• _Stated goal_: Which lines in the data below contain the word "restaurant"? List each of them in full.

=======

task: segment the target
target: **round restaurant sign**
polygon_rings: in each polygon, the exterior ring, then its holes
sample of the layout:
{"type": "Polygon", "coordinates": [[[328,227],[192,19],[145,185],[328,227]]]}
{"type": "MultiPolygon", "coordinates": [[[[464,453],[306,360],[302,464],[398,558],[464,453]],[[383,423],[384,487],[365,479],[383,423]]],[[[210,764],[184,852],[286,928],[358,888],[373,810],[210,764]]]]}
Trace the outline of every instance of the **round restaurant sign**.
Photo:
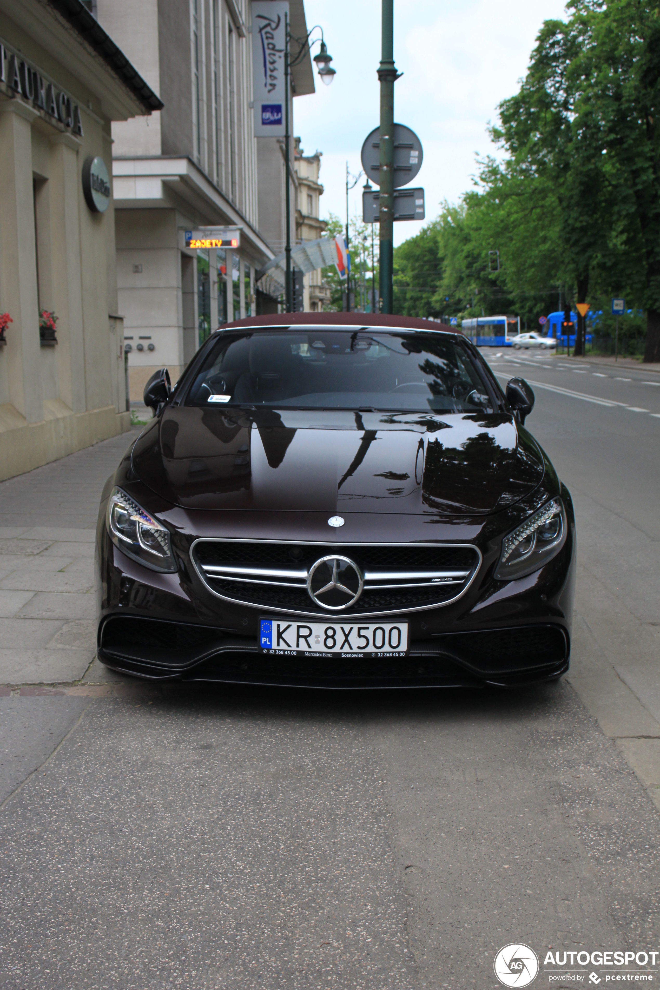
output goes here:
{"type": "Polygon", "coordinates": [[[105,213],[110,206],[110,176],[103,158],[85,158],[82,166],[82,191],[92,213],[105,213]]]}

=======

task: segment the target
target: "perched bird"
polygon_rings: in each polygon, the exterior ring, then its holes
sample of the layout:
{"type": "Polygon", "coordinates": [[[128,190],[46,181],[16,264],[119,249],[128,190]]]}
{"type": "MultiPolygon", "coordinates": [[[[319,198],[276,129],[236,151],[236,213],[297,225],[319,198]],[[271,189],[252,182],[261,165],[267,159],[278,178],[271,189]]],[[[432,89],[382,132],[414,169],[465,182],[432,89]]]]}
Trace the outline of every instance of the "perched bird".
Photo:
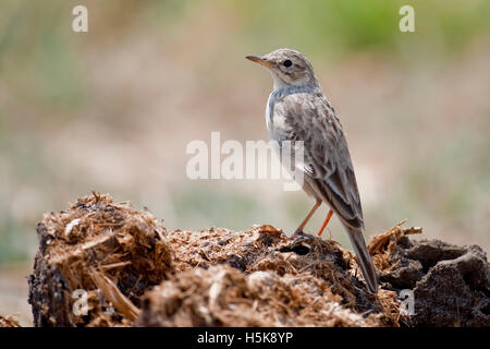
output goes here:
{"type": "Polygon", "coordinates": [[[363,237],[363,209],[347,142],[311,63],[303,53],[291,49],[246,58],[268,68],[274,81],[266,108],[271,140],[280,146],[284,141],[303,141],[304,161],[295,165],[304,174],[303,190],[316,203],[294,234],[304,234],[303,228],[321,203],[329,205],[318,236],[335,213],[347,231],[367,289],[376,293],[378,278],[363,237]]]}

=======

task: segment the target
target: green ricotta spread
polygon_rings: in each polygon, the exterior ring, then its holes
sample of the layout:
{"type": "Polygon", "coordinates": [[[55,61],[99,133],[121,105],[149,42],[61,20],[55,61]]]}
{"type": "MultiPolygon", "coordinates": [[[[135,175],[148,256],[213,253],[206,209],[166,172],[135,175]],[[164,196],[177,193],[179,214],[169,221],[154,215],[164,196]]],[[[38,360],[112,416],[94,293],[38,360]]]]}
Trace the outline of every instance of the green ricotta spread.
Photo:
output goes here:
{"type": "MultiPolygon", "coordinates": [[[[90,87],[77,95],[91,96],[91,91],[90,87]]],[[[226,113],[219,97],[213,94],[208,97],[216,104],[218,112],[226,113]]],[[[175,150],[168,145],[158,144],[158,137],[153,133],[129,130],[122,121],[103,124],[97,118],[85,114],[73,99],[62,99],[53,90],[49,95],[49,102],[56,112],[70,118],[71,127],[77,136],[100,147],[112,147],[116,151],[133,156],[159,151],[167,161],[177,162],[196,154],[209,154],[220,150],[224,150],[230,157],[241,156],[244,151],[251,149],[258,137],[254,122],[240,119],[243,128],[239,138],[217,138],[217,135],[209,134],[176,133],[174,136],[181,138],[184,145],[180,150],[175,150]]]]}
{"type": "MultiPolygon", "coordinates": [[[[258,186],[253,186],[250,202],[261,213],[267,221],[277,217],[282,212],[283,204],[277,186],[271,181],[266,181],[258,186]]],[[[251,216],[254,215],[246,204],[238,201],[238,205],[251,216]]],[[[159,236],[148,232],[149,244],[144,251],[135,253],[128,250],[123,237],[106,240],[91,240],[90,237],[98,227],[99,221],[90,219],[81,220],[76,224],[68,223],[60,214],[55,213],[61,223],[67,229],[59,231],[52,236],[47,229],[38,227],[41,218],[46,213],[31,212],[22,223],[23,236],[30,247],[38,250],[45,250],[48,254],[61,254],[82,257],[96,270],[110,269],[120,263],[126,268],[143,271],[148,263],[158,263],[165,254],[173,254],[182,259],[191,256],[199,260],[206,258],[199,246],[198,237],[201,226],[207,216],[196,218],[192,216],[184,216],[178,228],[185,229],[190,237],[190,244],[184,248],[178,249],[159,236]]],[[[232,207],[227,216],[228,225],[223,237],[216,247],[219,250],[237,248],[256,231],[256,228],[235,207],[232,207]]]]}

=======

• _Result of the exercise_:
target: **round restaurant sign**
Trace the outline of every instance of the **round restaurant sign**.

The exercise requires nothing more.